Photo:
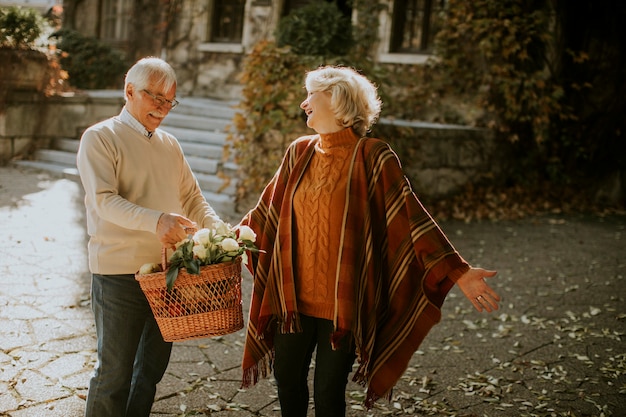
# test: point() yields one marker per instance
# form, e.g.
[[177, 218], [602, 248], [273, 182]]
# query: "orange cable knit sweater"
[[318, 212]]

**********

- [WHAT THE TASK REQUIRES]: Reproduce the material with "sweater" swapped for "cardigan" and every other part unchanged, leaving out the pictures.

- [COMPLETED TASK]:
Photo:
# test: point() yields one marker per instance
# form, e.g.
[[177, 218], [602, 248], [273, 182]]
# query: "orange cable knit cardigan"
[[318, 212]]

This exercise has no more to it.